(TASK INSTRUCTIONS):
- 1) In the Toxoplasma abstract, what pathway do mammals use for isoprenoid synthesis?
- 2) Condense the paragraph of the Toxoplasma abstract that begins "Intracellular pathogens have complex metabolic interactions" into a shorter paragraph, keeping its main facts.

[[ SUPPLIED TEXT open ]]

Research Article: Toxoplasma gondii Relies on Both Host and Parasite Isoprenoids and Can Be Rendered Sensitive to Atorvastatin

Date Published: October 17, 2013

Publisher: Public Library of Science

Author(s): Zhu-Hong Li, Srinivasan Ramakrishnan, Boris Striepen, Silvia N. J. Moreno, Ira J. Blader.


Intracellular pathogens have complex metabolic interactions with their host cells to ensure a steady supply of energy and anabolic building blocks for rapid growth. Here we use the obligate intracellular parasite Toxoplasma gondii to probe this interaction for isoprenoids, abundant lipidic compounds essential to many cellular processes including signaling, trafficking, energy metabolism, and protein translation. Synthesis of precursors for isoprenoids in Apicomplexa occurs in the apicoplast and is essential. To synthesize longer isoprenoids from these precursors, T. gondii expresses a bifunctional farnesyl diphosphate/geranylgeranyl diphosphate synthase (TgFPPS). In this work we construct and characterize T. gondii null mutants for this enzyme. Surprisingly, these mutants have only a mild growth phenotype and an isoprenoid composition similar to wild type parasites. However, when extracellular, the loss of the enzyme becomes phenotypically apparent. This strongly suggests that intracellular parasite salvage FPP and/or geranylgeranyl diphosphate (GGPP) from the host. We test this hypothesis using inhibitors of host cell isoprenoid synthesis. Mammals use the mevalonate pathway, which is susceptible to statins. We document strong synergy between statin treatment and pharmacological or genetic interference with the parasite isoprenoid pathway. Mice can be cured with atorvastatin (Lipitor) from a lethal infection with the TgFPPs mutant. We propose a double-hit strategy combining inhibitors of host and parasite pathways as a novel therapeutic approach against Apicomplexan parasites.

[[ SUPPLIED TEXT closed ]]
[[ PROVIDED MATERIAL open ]]

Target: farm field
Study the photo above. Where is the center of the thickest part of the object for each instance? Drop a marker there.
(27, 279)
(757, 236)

[[ PROVIDED MATERIAL closed ]]
[[ PROVIDED MATERIAL open ]]

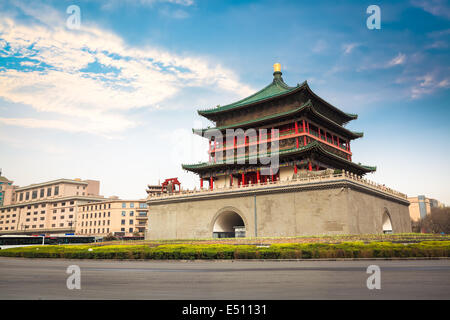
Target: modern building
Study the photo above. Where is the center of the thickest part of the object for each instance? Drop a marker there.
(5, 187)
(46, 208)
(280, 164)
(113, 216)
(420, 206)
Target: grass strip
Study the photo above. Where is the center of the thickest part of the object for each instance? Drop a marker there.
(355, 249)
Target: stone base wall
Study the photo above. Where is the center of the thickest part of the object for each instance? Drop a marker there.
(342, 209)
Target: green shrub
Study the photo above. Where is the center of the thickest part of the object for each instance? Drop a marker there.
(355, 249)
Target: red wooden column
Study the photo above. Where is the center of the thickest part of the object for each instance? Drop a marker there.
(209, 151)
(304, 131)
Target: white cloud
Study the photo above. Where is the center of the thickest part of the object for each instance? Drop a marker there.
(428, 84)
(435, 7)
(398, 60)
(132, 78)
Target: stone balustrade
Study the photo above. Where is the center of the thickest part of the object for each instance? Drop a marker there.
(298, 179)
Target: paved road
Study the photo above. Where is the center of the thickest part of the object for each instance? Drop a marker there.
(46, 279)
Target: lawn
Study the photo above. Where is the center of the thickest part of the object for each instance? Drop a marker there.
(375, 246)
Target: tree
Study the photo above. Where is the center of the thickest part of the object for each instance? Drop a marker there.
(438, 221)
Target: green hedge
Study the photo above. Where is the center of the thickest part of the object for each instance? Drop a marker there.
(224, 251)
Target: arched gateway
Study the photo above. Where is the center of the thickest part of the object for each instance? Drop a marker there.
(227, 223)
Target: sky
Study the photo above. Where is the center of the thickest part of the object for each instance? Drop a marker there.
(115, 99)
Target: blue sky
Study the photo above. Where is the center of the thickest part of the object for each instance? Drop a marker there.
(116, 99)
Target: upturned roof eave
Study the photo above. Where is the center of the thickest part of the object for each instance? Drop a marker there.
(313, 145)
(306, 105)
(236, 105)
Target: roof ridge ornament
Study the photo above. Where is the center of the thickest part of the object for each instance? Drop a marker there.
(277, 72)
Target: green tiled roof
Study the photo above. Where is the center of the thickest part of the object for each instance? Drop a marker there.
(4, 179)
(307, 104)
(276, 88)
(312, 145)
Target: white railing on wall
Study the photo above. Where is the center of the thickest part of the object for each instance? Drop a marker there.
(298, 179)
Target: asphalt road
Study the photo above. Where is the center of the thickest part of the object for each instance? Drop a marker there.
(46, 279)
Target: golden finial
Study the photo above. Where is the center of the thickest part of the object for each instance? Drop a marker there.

[[ PROVIDED MATERIAL closed ]]

(ANSWERS BELOW):
- 1) The mevalonate pathway.

- 2) Intracellular pathogens depend on metabolic interactions with host cells, and this study uses Toxoplasma gondii to examine that interaction for isoprenoids. In Apicomplexa, isoprenoid precursors are synthesized in the apicoplast, and T. gondii builds longer isoprenoids with a bifunctional farnesyl diphosphate/geranylgeranyl diphosphate synthase (TgFPPS). Null mutants for this enzyme grow nearly normally and have an isoprenoid composition similar to wild type. The enzyme's loss becomes apparent only in extracellular parasites, which suggests that intracellular parasites salvage FPP and/or GGPP from the host. Mammals use the statin-sensitive mevalonate pathway. Statins act strongly in synergy with pharmacological or genetic interference with the parasite's isoprenoid pathway. Atorvastatin (Lipitor) cures mice of a lethal infection with the TgFPPS mutant. The authors propose a double-hit therapy that targets both host and parasite pathways against Apicomplexan parasites.